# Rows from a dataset

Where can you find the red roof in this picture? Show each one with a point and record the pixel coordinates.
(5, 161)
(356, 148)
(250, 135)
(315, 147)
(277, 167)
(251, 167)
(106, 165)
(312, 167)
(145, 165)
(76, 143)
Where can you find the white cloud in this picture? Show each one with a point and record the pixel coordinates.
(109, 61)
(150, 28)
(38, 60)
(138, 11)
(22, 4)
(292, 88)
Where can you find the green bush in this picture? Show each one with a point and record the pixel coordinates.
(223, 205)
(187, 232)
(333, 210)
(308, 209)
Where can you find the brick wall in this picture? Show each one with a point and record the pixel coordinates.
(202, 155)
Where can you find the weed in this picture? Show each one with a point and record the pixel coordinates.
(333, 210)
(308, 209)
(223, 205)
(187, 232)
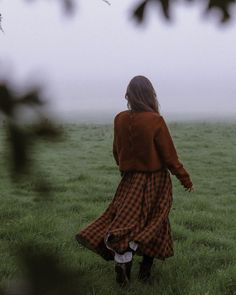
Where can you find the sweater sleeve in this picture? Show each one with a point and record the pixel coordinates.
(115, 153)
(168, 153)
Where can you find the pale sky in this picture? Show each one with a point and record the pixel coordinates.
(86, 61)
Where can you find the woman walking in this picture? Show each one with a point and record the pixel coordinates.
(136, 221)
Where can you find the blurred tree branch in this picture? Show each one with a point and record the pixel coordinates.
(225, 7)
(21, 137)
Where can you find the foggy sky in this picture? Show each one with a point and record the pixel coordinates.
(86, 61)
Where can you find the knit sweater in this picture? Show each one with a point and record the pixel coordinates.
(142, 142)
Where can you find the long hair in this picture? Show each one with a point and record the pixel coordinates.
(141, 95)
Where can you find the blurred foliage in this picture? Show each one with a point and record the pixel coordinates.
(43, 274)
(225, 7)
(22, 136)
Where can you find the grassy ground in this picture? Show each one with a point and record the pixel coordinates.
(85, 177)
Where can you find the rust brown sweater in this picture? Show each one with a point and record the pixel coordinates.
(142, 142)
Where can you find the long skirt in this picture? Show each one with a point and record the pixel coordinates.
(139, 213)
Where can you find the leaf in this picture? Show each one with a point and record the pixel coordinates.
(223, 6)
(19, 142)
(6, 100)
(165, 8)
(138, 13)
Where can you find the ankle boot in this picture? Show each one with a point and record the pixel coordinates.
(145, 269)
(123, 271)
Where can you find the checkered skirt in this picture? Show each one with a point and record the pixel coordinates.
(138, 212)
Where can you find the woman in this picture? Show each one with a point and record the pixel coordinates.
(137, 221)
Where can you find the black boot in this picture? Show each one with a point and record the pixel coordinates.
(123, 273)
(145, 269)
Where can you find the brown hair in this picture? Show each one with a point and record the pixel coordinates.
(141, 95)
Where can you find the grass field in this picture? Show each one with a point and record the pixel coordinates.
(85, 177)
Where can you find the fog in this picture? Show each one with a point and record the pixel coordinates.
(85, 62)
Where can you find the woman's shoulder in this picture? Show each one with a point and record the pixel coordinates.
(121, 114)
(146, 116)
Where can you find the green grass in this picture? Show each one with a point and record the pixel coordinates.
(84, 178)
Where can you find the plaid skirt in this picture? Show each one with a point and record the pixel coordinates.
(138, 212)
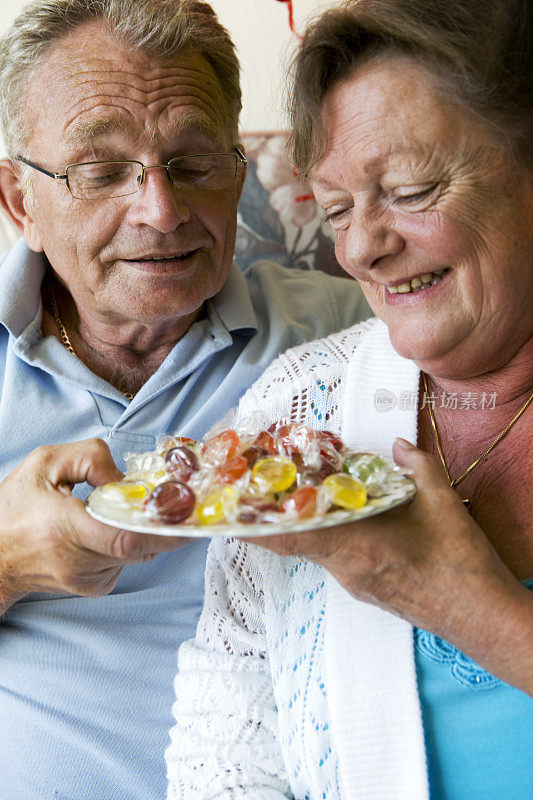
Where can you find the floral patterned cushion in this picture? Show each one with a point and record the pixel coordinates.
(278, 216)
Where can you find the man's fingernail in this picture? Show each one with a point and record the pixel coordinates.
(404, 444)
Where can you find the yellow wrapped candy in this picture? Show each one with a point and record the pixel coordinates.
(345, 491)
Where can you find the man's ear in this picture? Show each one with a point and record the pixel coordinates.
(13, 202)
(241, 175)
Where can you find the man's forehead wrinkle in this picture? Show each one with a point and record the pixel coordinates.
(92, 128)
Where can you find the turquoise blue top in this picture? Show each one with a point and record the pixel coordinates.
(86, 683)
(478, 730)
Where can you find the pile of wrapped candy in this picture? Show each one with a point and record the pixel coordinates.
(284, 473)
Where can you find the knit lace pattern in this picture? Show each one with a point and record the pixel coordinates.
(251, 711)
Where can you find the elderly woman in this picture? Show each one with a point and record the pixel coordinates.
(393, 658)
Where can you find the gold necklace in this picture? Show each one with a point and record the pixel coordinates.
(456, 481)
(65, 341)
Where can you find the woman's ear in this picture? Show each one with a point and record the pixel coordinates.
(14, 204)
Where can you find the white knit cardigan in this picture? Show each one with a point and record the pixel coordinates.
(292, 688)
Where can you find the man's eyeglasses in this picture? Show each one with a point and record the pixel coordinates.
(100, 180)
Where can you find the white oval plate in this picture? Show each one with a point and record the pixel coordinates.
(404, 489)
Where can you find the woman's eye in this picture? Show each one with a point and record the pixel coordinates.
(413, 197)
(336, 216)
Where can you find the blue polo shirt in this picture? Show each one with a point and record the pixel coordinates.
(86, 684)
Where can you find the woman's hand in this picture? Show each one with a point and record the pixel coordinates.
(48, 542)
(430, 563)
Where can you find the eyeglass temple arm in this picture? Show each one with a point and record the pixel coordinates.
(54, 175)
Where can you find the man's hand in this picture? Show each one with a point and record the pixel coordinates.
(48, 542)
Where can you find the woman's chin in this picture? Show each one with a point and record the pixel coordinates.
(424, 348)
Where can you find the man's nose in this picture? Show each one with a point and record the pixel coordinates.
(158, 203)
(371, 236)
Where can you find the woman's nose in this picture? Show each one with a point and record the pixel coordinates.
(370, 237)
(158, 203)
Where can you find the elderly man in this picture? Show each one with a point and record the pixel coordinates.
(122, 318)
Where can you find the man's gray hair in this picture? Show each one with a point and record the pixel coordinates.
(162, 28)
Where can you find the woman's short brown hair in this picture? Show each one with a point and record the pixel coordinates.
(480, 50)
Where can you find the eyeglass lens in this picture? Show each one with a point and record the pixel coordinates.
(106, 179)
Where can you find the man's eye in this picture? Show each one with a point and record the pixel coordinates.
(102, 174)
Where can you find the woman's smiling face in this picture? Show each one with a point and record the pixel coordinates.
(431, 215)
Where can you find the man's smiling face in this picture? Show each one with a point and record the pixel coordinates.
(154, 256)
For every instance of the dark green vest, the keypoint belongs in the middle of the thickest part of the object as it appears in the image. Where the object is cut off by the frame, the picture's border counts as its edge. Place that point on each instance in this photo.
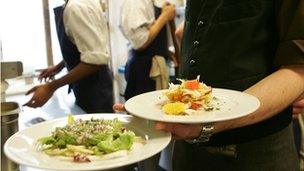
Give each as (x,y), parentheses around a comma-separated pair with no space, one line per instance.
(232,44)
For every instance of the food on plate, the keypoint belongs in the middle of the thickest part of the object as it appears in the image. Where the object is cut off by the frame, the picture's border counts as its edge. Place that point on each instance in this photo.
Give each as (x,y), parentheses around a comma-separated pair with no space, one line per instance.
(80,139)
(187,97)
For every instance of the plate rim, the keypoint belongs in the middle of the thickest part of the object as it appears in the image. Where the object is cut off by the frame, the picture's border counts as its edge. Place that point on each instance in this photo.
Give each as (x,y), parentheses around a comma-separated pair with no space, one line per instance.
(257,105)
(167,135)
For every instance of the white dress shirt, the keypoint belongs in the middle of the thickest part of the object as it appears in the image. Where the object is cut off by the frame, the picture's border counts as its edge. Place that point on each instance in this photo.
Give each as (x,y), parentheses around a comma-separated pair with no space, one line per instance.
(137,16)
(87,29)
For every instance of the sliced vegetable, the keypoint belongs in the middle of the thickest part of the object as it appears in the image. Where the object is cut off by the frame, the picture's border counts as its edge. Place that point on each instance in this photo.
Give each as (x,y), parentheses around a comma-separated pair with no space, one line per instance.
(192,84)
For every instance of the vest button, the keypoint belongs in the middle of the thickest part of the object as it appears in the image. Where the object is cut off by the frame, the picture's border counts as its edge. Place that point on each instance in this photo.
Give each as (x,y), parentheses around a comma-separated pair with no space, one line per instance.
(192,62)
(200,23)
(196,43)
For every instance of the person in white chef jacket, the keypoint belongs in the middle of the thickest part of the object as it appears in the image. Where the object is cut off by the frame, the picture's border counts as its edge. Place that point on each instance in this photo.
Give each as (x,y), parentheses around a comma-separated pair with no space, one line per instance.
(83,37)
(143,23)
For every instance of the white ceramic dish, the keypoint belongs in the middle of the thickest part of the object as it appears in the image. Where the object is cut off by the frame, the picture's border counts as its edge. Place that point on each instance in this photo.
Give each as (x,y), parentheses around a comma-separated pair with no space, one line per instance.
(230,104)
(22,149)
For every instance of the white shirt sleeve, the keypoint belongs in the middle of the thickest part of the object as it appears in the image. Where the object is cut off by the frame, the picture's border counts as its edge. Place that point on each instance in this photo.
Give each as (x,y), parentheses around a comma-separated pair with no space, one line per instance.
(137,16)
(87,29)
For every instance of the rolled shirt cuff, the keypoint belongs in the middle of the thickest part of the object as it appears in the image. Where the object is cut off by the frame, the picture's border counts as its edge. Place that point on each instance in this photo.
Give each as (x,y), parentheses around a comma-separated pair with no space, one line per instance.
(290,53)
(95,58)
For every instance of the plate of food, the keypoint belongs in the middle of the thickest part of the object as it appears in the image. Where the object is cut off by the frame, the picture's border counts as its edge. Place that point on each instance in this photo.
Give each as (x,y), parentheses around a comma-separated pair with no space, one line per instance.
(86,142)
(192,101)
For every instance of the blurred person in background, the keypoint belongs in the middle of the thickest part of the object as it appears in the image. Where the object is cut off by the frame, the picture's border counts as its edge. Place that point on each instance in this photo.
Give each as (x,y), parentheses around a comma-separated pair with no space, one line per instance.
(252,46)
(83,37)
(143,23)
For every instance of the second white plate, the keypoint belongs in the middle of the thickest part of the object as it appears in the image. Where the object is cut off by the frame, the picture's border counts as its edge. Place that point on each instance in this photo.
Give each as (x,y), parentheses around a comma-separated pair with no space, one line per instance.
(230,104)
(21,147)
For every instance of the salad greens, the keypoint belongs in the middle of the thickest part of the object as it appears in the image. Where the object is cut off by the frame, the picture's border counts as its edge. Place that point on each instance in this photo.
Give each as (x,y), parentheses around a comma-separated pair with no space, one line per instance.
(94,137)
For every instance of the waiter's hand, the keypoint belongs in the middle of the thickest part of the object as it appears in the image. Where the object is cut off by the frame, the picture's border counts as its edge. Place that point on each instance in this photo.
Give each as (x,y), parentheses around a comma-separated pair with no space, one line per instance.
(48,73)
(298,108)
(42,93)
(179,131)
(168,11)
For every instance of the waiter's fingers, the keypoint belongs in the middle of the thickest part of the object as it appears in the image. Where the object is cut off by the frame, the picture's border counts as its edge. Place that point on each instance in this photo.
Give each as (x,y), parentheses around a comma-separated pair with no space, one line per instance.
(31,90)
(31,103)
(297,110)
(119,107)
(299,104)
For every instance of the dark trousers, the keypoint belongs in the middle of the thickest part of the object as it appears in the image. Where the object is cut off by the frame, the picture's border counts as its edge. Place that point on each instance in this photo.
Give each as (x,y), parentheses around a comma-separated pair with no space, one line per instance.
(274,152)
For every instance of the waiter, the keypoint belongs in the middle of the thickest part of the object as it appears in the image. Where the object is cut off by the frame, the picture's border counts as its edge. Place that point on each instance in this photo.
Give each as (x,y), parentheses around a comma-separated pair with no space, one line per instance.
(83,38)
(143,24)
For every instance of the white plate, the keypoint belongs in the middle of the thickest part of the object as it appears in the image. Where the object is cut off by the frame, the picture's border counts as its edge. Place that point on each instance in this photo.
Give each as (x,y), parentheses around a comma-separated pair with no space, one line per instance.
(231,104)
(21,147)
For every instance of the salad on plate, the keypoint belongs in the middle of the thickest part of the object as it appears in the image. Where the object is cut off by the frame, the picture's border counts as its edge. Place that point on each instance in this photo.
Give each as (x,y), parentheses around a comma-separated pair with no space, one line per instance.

# Exercise aim
Return the line that contains "For every instance of the dark trousers, the" along with every line after it through the end of the entries, exactly, adding nothing.

# Expected output
For every instance of the dark trousers, the keypoint belongs in the middle of the thickest part of the object as it appears in the image. Where the object is cut off by the frame, the picture's border counts as its edge. Place that point on each instance in this photo.
Give each as (x,y), parentheses around a comma-separated pair with no space, one line per instance.
(274,152)
For every instance of the waiter, the keypoint belongs in the middle of the thickest part of the object as it appears in the image. Where the object is cut off by the frame, the picture's border counts as its edge. Place that point on each instance in this photo.
Give each as (x,y), parentheses around a comma-separated pair with no space, one line per instance.
(83,38)
(143,24)
For every instance of the white plate, the keypoint belongs in the middle of the thickest part of the object as it appears in the image. Where the object is cut off by the frame, the picture's border counts as its edge. Place that point on each instance in this photo.
Give each as (x,y), parentheses around a comma-separated pair with no space, one line per instance.
(231,104)
(21,147)
For every instance of the salad on plate, the keypoint belongs in the middle of the thickest part of the object as it appears in the image. Where the object is cut off by the frame, the picture's border counts as its edge. Place that point on each instance in this photo.
Give each as (x,y), parentheses around a comma-separated pair with no space, one line per instance.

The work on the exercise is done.